** START OF Data **
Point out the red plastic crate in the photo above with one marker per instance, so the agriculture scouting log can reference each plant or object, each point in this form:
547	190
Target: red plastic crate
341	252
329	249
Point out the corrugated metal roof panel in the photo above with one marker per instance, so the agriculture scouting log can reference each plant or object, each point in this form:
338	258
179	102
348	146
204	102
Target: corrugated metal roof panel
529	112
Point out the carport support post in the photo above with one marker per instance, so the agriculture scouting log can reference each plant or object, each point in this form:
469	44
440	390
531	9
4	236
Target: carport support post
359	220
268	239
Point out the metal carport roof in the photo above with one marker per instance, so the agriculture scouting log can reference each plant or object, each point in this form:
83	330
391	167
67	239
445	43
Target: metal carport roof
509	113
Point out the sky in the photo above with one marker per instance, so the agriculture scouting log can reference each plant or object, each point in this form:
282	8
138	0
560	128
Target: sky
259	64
** END OF Data **
** START OF Data **
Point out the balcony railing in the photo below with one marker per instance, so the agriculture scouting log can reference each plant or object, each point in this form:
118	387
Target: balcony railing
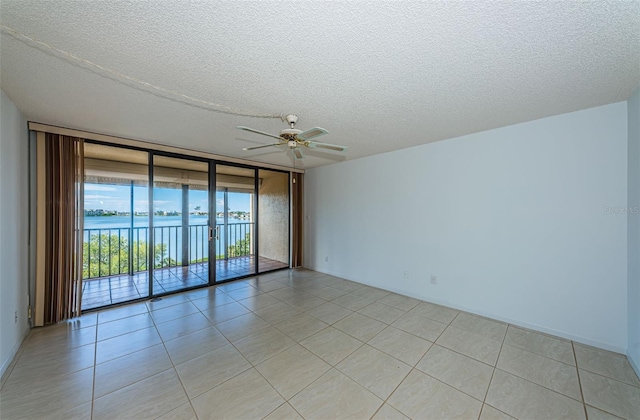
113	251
** END OF Data **
▸ **Exercise objective**:
From the rows above, pull out every line that contains the string "form", treating uppercase and lowercase letters as distinct.

▸ **Exercise answer**:
Point out the red plastic crate in the photo above with one marker per instance, so the agriculture scouting log can reference each plant or object, each point in this form:
Point out the corrugated metal roof panel in the photo above with one marker per instance, so the agriculture scouting log can reference each plant or object, each point in this form:
Point out the carport support post in the photo above with one marker per instance, so the agriculture scouting log can reference each plant or object, each point in this form:
Point out the metal carport roof in the photo above with one marker per instance, so the agriculture scouting log can reference each plant or object, each point in this form:
Point out the sky in the photo above with one marker per instance, so the agriculture scouting log can reference each plant or object, each point in this form:
Point out the balcony railing in the photo below with one marker per instance, so the agriculture scouting log can reference each plant or object, each point in this form:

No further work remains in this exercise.